## Problem set:
[1] Please retype the passage of the text on Italian vocations below from "In trying to" to "Italy, in Lazio.".
[2] According to the text on Italian vocations below, why does Gianola say the latest trends must be taken seriously?

(Document text Opens)

Father Michele Gianola, undersecretary the Italian bishops’ conference (CEI) and director of CEI’s National Office for the Pastoral Care of Vocations, said that there is no need to panic over the latest data, but the trends “must be seriously taken into consideration” since it touches the heart of vocational outreach in parishes, as well as youth and school ministry, and the general status of the Church’s ministry.

In terms of attracting new vocations to consecrated life, these new statistics show that the Church has been ineffective, Gianola said, adding that to plan “with medium or even short-term perspectives can sterilize the generative aspect of the community.”

“Vocations are generated by the mother Church; at times, this generative capacity is forgotten or neglected,” he said, adding, “a Church which does not generate its pastors, which is not fruitful in lay vocations, marriages, and consecrated life, is a Church in trouble.”

In trying to find solutions to the problem, Gianola said the important thing is not to focus on an increase in numbers so much as it is to focus on how “to intuit and to discern synodally and courageously follow paths of ecclesial renewal in the fresh wake of the Second Vatican Council.”

The data released also touched on statistics in Italian seminaries, which reflected the broader shifting fault lines of Italian clergy generally.

In Italy, there are currently some 1,804 diocesan seminarians living in 120 major seminaries in Italy, most of whom are either in the north, or in central Italy, in Lazio.

(Document text Closes)
(Listed entries Opens)

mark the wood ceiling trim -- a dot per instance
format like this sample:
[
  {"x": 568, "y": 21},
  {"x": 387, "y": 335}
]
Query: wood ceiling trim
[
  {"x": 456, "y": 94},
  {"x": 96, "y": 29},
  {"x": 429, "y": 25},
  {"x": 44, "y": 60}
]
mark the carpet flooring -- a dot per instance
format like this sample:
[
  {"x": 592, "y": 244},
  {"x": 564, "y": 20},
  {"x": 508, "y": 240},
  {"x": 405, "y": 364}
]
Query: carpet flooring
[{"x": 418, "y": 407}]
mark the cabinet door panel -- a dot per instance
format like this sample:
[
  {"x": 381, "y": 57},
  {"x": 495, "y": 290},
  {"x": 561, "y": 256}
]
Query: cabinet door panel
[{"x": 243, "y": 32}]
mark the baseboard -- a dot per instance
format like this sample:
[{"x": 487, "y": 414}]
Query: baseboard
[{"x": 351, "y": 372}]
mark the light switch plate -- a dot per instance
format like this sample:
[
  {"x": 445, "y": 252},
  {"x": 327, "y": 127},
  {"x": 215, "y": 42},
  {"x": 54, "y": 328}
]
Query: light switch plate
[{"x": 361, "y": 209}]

(Listed entries Closes)

## Answers:
[1]
In trying to find solutions to the problem, Gianola said the important thing is not to focus on an increase in numbers so much as it is to focus on how “to intuit and to discern synodally and courageously follow paths of ecclesial renewal in the fresh wake of the Second Vatican Council.”

The data released also touched on statistics in Italian seminaries, which reflected the broader shifting fault lines of Italian clergy generally.

In Italy, there are currently some 1,804 diocesan seminarians living in 120 major seminaries in Italy, most of whom are either in the north, or in central Italy, in Lazio.

[2] They touch the heart of vocational outreach in parishes, as well as youth and school ministry, and the general status of the Church's ministry.